> [Görev koşulları]: Lütfen blog yazısında "espri level: 1" ifadesinden başlayıp "ömür boyu sürererereskgjdskh." ifadesi de dahil olmak üzere o kısmı, "stabilite" ifadesini "denge" ile değiştirerek yeniden yaz.

Yeni yayın döneminde sizleri neler bekliyor?

Yıllar sonra hayatına eklenenler ve hayatından çıkanlar iyice fazlalaştığında, aklındakileri başkalarına aktarmak isteği yanıp tutuştuğunda, uzun süredir ertelediğin "yav şuraya bi blog koymuştum, nerde ki?" sorgulamasının yeri ve zamanı diyerek, yazmaya ve önüne geleni veya gelmeyeni "irde irde bırakmaya" yöneliyorsun. Daha önce de uzun ara verdikten sonra kestiğim kurdeleyi terziye tamir ettirip, neler yazayım neler yazmayayım neler değişti kısmına geçiyorum:


  • Eskiden yaptığım karambol timurlenk şakalarının, kelime oyunlarının özlemini çekiyorum ve bunlar bol miktarda gelecek görünüyor. Yine ipin ucu kaçıp "birbiriyle alakasız kelimelerin sık kullanımı sonrası kara mizah film repliği oluşturmak" kıvamında mı olacak, yoksa "recep ivedik şakalarına nişantaşında yeniyormuş hissi vermek adına yanına bir tutam biberiye koyup sunum kasmak" gibi şımarık minimalist bir havaya mı bürünecek kimbilir.

espri level: 1


  • Duygusal yoğunluktaki azalma, veya daha doğru olarak diyebiliriz ki "stabilite" eski çoşkunluğu ve aşk denizini sağlar mı benim de merak ettiğim bir sorunsal. "gözlerinin içi gülüyordu" yerine "serdar ortaç göbekten niye siyah zeytin yedi?" kafasına topluca ulaştığımız şu günlerde anlatabilir miyim, sen anlar mısın, değer mi hiç değer mi değer mi söyle bir rüyaa ömür boyu sürererereskgjdskh.


gemlik in my mouth!
Siyah Gemlik in da house!

[Kaydedilmiş girdiler]

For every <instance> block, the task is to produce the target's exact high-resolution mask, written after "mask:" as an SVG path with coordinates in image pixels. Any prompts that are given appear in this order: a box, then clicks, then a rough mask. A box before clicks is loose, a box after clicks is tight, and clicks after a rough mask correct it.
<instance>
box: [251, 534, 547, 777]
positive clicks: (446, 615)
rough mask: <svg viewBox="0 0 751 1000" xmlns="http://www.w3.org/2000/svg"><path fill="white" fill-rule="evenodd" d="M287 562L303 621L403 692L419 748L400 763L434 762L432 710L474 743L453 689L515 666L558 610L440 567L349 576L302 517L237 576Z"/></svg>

* * *

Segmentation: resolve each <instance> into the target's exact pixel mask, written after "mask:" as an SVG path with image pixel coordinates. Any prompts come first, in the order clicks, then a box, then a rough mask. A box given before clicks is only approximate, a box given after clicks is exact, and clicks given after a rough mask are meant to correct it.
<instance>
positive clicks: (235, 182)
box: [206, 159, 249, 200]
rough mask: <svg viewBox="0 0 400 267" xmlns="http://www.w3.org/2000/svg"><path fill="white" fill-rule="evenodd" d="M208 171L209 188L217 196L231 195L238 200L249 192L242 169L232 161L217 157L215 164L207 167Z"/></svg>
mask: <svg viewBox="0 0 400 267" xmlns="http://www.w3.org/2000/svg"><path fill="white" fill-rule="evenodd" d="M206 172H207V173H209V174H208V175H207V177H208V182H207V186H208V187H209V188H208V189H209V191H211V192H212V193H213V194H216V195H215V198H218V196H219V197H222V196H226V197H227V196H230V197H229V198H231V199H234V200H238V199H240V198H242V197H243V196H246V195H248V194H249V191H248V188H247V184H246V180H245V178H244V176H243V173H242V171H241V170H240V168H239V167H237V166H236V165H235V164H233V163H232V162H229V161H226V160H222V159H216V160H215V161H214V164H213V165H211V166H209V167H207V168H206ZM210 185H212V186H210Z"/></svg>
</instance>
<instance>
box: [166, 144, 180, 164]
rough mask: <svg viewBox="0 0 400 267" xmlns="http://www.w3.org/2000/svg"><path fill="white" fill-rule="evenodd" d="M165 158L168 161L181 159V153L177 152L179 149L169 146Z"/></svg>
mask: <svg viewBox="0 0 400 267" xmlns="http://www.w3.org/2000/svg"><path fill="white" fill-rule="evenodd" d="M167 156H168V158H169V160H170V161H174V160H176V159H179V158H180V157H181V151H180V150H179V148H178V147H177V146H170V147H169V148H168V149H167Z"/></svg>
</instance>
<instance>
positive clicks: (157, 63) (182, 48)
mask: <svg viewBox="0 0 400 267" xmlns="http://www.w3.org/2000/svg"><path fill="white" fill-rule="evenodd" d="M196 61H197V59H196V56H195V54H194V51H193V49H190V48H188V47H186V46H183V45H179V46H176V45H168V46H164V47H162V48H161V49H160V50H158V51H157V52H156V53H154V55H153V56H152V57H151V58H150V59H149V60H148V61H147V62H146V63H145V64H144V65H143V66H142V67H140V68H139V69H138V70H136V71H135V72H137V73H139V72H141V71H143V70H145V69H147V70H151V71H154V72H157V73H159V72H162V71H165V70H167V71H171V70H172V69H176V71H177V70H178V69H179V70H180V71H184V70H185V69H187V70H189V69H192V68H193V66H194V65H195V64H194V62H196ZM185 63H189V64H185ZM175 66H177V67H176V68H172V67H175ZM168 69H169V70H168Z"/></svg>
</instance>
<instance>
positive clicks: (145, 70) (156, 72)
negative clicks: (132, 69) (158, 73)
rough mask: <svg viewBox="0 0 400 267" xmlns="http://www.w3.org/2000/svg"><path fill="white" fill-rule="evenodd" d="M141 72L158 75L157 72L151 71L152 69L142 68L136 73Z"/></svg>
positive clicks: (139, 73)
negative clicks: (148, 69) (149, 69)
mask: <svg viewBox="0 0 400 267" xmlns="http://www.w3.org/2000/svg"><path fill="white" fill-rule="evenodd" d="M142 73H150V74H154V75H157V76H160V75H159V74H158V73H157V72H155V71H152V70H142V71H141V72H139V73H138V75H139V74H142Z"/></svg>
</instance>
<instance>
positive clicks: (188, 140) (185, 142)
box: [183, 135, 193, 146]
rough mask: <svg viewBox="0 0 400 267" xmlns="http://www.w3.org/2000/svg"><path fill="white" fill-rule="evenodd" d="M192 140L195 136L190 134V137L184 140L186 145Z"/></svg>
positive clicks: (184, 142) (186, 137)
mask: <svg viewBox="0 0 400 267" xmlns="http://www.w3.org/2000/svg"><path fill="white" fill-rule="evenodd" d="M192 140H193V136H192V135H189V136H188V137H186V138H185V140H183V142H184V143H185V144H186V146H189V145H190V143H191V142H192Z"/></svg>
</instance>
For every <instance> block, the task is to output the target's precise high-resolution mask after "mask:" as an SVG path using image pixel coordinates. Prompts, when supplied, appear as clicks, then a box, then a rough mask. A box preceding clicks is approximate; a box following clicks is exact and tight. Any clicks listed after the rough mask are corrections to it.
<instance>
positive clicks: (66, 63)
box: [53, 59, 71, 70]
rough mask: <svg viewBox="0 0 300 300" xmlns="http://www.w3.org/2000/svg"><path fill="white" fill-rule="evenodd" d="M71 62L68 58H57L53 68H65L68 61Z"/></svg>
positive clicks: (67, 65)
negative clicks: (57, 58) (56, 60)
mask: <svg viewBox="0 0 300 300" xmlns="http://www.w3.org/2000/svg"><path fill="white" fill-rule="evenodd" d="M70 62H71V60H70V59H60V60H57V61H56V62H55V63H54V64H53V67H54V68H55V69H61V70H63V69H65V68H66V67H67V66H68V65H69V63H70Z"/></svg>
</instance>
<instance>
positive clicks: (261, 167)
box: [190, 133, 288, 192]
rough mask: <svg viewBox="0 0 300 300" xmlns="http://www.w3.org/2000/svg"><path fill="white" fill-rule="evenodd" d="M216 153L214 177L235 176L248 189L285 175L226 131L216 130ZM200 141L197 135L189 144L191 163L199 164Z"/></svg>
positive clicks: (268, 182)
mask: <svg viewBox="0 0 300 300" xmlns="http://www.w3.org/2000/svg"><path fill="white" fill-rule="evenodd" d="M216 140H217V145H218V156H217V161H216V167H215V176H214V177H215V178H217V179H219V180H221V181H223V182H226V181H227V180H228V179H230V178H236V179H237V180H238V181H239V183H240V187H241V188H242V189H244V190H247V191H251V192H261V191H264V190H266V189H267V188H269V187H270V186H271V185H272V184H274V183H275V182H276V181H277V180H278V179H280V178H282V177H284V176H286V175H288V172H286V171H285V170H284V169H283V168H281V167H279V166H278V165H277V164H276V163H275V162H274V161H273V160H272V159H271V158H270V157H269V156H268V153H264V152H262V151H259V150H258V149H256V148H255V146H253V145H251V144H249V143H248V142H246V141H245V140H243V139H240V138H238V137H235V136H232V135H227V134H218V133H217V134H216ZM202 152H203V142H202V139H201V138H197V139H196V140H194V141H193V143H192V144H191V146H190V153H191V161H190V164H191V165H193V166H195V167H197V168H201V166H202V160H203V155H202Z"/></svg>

> [Görev cevabı]:
espri level: 1


  • Duygusal yoğunluktaki azalma, veya daha doğru olarak diyebiliriz ki "denge" eski çoşkunluğu ve aşk denizini sağlar mı benim de merak ettiğim bir sorunsal. "gözlerinin içi gülüyordu" yerine "serdar ortaç göbekten niye siyah zeytin yedi?" kafasına topluca ulaştığımız şu günlerde anlatabilir miyim, sen anlar mısın, değer mi hiç değer mi değer mi söyle bir rüyaa ömür boyu sürererereskgjdskh.